Point labeling samples:
>> BEGIN

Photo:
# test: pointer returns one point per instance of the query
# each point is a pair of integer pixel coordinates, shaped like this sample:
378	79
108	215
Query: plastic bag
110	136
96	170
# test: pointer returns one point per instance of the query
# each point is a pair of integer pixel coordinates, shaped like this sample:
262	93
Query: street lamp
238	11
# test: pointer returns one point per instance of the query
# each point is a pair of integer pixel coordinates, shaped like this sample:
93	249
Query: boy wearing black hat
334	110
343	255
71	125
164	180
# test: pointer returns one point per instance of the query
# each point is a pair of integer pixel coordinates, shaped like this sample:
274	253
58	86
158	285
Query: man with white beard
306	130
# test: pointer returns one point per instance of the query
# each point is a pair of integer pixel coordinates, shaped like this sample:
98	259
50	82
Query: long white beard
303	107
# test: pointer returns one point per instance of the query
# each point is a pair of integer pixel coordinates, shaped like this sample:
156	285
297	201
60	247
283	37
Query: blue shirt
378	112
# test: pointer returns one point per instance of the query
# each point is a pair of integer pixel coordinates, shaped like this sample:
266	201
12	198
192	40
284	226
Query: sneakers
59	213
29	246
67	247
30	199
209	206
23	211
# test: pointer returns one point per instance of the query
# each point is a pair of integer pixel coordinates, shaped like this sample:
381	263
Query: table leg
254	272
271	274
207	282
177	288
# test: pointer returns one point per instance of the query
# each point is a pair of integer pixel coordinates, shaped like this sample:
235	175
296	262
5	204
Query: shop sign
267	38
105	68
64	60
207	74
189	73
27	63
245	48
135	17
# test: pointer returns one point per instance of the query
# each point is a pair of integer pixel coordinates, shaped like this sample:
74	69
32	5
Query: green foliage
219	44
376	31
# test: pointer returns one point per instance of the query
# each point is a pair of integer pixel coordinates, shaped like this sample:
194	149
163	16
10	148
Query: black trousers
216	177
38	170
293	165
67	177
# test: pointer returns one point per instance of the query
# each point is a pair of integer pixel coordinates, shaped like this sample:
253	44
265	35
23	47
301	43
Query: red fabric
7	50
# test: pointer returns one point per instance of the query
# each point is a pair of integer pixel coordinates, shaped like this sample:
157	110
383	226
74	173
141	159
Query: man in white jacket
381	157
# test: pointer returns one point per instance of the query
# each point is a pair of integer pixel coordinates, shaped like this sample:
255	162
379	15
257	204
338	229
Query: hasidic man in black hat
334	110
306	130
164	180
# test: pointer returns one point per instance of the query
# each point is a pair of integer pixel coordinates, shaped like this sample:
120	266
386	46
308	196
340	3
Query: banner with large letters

>> END

AIM OF THE EXERCISE: Identify every line above that contains the string "with" and copy each one. Case counts.

RESPONSE TO THE EXERCISE:
Query: man with white beard
Query: banner with large letters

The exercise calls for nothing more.